▶ [What is being asked] The whole of the data, every line, should come back exactly the same.

Extracted data section start

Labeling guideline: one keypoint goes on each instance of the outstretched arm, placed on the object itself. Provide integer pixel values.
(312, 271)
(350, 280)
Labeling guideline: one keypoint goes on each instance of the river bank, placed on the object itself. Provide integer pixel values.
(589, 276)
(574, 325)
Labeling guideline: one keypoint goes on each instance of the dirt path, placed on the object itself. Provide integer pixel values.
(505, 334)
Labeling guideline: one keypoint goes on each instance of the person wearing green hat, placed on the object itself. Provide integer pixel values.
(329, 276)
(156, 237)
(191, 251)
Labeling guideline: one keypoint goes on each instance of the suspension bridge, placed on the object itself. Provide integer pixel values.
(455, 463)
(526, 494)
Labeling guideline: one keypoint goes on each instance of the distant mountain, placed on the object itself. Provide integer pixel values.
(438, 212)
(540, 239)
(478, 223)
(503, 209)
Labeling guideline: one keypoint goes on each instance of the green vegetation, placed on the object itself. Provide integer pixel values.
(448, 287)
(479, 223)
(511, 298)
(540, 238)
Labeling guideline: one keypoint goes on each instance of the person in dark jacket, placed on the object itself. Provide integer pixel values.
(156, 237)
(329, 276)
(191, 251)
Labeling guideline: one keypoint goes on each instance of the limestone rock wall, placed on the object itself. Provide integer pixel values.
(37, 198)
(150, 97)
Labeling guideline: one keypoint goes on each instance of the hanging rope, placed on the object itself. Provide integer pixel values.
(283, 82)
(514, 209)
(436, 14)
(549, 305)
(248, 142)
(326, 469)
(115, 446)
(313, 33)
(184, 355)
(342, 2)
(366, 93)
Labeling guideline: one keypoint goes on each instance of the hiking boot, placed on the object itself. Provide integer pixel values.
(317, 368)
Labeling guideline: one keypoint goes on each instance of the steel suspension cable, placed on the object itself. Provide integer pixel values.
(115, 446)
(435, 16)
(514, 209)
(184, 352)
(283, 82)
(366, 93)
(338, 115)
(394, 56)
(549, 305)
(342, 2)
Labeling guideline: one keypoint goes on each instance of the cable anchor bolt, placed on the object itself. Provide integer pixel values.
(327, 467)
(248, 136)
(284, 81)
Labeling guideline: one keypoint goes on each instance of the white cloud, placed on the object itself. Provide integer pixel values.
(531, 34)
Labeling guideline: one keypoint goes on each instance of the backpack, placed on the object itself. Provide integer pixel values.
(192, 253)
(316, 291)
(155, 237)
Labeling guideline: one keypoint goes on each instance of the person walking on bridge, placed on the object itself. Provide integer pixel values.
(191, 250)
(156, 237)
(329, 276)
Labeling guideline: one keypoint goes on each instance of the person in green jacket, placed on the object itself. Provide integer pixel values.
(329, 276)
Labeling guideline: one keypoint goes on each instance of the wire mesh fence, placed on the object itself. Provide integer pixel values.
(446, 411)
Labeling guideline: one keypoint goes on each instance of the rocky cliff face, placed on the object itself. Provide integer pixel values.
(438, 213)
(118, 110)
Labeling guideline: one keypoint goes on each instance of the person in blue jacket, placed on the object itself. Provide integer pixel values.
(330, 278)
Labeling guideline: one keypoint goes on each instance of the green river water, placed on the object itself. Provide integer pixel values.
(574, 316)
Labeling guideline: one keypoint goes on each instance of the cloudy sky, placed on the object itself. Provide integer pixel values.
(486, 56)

Extracted data section end

▶ [Solution to this task]
Labeling guideline: one keypoint goes on each instance of the outstretched arm, placed on the object itself. Provide integer pixel values.
(312, 271)
(350, 280)
Labeling guideline: one keypoint goes on each instance of the river bank, placed on the object itself. Provide integer pixel values.
(589, 276)
(574, 325)
Labeling guideline: one keypoint goes on each instance of the dirt path, placed on the object itself. Provide integer pixel values.
(505, 334)
Labeling guideline: one keypoint goes on each instance of the person wearing green hat, placed on the object itself. Provide integer pixel values.
(329, 276)
(156, 237)
(191, 251)
Labeling guideline: one keypoint goes on each instance of the suspension bridge, placed on the object itself. Provide integer pixel values.
(455, 463)
(526, 494)
Labeling guideline: one keypoint goes on each instance of the distant mountain, placed on the object itself. Provide integer pixel values.
(438, 212)
(540, 239)
(478, 223)
(503, 209)
Labeling guideline: one keypoint goes on each instance of the green vegetation, placed on the object itself. Provide integer pixel values.
(448, 287)
(479, 223)
(511, 298)
(540, 238)
Labeling guideline: one keypoint goes on each instance of the person in dark jacket, placed on the object itself. Provide integer pixel values.
(156, 237)
(329, 276)
(191, 251)
Labeling guideline: one keypoint goes on each instance of the limestone rock wall, placed on the object itself. Provide integer pixel values.
(37, 198)
(150, 97)
Labeling guideline: one keypoint goes on each instance of the hanging rope, placed on the object itself. Provide integer pixel values.
(283, 82)
(514, 209)
(436, 14)
(549, 305)
(248, 142)
(326, 469)
(115, 446)
(313, 33)
(184, 355)
(342, 2)
(366, 93)
Labeling guideline: one keypoint goes on each instance of the hiking boot, placed on the object itself. Provide integer pixel values.
(317, 368)
Labeling guideline: one keypoint goes on each instance of the steel suspension cable, placed on the object itself. Provide integer pixel values.
(115, 446)
(435, 16)
(514, 209)
(184, 352)
(283, 82)
(366, 93)
(338, 115)
(394, 56)
(549, 305)
(342, 2)
Labeling guideline: one keypoint goes on each instance of the cable anchor bolt, placed on the object itself. Provide integer pixel values.
(327, 467)
(248, 136)
(284, 81)
Labeling guideline: one keypoint goes on each instance of the white cloud, placed on the object itself. Provide integer pixel values.
(531, 34)
Labeling guideline: one keypoint goes on each instance of the backpack, placed on the object itself. Provide integer pixel values.
(192, 253)
(316, 291)
(155, 237)
Labeling guideline: one keypoint goes on each instance of the person walking on bridge, placed on the object itself. Provide integer pixel values.
(191, 250)
(156, 237)
(329, 276)
Labeling guideline: one keypoint goes on each instance of the person in green jacket, placed on the object itself. Provide integer pixel values.
(329, 276)
Labeling guideline: one keypoint goes on each instance of the wire mesh fence, placed on the object itself. Provide integer pixel values.
(446, 411)
Labeling guideline: one keypoint goes on each instance of the rocky cliff face, placed on the object itself. Provide integer pixel values.
(438, 213)
(118, 110)
Labeling guideline: one keypoint goes on each instance of the person in blue jacket, placed on the object itself. Provide integer pixel values.
(330, 278)
Labeling guideline: one keypoint goes on each instance of the green river water, placed on the object itself. Provide integer pixel values.
(574, 316)
Labeling guideline: one keypoint goes on each instance of the cloudy sky, placed on the object itself. Provide integer pixel values.
(486, 56)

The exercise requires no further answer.